[dropcap]E[/dropcap]n 2003, le multi-instrumentiste folk Sufjan Stevens s’embarque dans un projet un peu fou (en réalité, une blague potache de la part de cet artiste prolifique pour faire parler de sa musique) : composer un album par État américain.
Il démarre avec l’album Michigan. Fort du succès critique du disque, l’artiste remet le couvert deux ans plus tard avec l’album Illinois. Dans chacun de ces deux disques, Stevens s’inscrit en réalité dans la tradition folk d’écrire et chanter des histoires du pays. Pour cela, il se documente abondamment et longuement. Illinois aborde ainsi la vie du tueur en série John Wayne Gacy, le poète Carl Sandburg ou encore l’exposition universelle qui se tint à Chicago en 1893.
───
● Exercice court
Reproduisez intégralement le texte sur le projet d'albums de Sufjan Stevens, sans rien y modifier. Les enregistrements ne jouent ici aucun rôle.

● Données fournies
───
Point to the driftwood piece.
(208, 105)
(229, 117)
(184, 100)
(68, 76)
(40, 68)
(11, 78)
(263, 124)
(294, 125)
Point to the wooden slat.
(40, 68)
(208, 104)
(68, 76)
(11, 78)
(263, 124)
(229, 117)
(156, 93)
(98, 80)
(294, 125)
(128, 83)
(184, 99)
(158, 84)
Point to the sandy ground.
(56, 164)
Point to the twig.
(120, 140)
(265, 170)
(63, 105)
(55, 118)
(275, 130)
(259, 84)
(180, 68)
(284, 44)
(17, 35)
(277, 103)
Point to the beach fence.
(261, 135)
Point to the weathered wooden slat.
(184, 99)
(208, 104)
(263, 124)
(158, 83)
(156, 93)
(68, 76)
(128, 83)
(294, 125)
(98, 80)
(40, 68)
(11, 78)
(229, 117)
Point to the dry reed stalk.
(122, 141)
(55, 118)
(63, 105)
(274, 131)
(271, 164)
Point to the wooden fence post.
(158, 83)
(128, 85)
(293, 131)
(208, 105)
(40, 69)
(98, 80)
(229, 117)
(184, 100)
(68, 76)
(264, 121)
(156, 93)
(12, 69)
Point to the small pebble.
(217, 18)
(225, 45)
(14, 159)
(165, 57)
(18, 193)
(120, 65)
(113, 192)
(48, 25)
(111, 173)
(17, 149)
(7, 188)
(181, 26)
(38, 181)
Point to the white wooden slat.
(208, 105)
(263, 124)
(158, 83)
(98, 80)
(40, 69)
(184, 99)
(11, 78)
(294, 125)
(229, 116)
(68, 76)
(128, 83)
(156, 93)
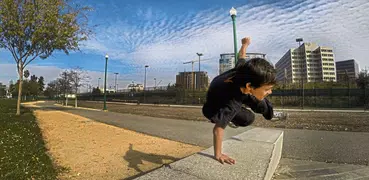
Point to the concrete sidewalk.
(315, 146)
(257, 153)
(276, 109)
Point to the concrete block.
(257, 153)
(165, 173)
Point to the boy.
(248, 83)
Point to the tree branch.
(31, 60)
(12, 50)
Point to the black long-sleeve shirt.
(224, 100)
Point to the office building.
(226, 61)
(307, 63)
(347, 69)
(200, 80)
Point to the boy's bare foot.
(225, 159)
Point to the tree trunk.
(20, 72)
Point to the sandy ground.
(328, 121)
(92, 150)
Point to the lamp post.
(199, 78)
(155, 83)
(115, 85)
(106, 69)
(233, 14)
(146, 66)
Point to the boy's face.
(261, 92)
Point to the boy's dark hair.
(256, 71)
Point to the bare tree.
(79, 78)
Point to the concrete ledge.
(257, 153)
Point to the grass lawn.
(23, 154)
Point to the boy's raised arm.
(218, 133)
(245, 44)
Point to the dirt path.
(92, 150)
(329, 121)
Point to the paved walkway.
(311, 170)
(318, 146)
(277, 109)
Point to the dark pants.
(244, 118)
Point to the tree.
(52, 89)
(78, 78)
(26, 74)
(96, 91)
(37, 28)
(41, 84)
(65, 84)
(33, 86)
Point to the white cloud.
(168, 42)
(165, 42)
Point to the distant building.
(200, 80)
(226, 61)
(352, 68)
(309, 62)
(3, 90)
(135, 87)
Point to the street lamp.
(106, 69)
(155, 83)
(233, 14)
(199, 54)
(116, 82)
(146, 66)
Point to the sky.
(166, 33)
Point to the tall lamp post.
(106, 69)
(233, 14)
(155, 83)
(115, 85)
(146, 66)
(199, 78)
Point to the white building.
(307, 63)
(226, 61)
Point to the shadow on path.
(135, 158)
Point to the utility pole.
(116, 82)
(199, 54)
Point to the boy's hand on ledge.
(225, 159)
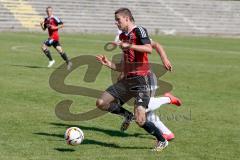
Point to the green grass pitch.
(206, 77)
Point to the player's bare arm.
(167, 64)
(106, 62)
(56, 27)
(42, 25)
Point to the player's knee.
(43, 47)
(140, 120)
(100, 104)
(140, 123)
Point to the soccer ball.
(74, 136)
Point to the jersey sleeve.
(142, 34)
(57, 20)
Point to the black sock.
(118, 109)
(153, 130)
(64, 57)
(48, 54)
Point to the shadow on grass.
(92, 141)
(28, 66)
(87, 142)
(113, 133)
(64, 149)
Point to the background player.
(53, 23)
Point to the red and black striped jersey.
(135, 63)
(52, 21)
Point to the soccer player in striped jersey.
(53, 24)
(135, 66)
(155, 102)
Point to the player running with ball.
(135, 84)
(53, 24)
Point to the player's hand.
(104, 60)
(167, 64)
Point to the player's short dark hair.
(126, 12)
(48, 7)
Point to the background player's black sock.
(153, 130)
(48, 54)
(64, 57)
(118, 109)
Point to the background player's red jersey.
(53, 21)
(136, 63)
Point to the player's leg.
(157, 102)
(63, 54)
(154, 118)
(46, 51)
(140, 116)
(108, 101)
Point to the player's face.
(49, 12)
(121, 22)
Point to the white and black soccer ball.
(74, 136)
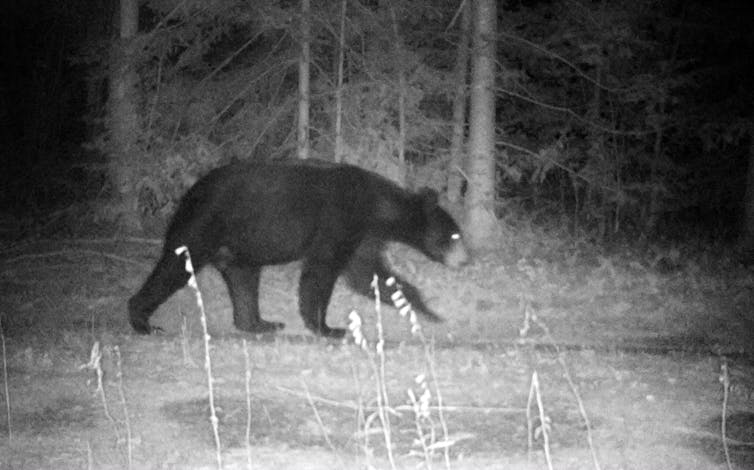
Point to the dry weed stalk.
(544, 421)
(122, 393)
(207, 361)
(5, 383)
(188, 361)
(406, 310)
(321, 424)
(247, 387)
(531, 317)
(725, 380)
(421, 404)
(95, 364)
(380, 389)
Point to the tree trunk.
(339, 150)
(456, 167)
(747, 235)
(124, 117)
(482, 228)
(402, 91)
(302, 146)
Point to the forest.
(597, 156)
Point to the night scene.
(377, 234)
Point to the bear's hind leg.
(315, 288)
(168, 276)
(243, 287)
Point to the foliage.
(599, 114)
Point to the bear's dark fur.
(335, 217)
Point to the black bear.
(335, 217)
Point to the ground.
(637, 336)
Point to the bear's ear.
(429, 197)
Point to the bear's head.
(441, 238)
───
● Réponse ci-dessous
[dropcap]E[/dropcap]n 2003, le multi-instrumentiste folk Sufjan Stevens s’embarque dans un projet un peu fou (en réalité, une blague potache de la part de cet artiste prolifique pour faire parler de sa musique) : composer un album par État américain.
Il démarre avec l’album Michigan. Fort du succès critique du disque, l’artiste remet le couvert deux ans plus tard avec l’album Illinois. Dans chacun de ces deux disques, Stevens s’inscrit en réalité dans la tradition folk d’écrire et chanter des histoires du pays. Pour cela, il se documente abondamment et longuement. Illinois aborde ainsi la vie du tueur en série John Wayne Gacy, le poète Carl Sandburg ou encore l’exposition universelle qui se tint à Chicago en 1893.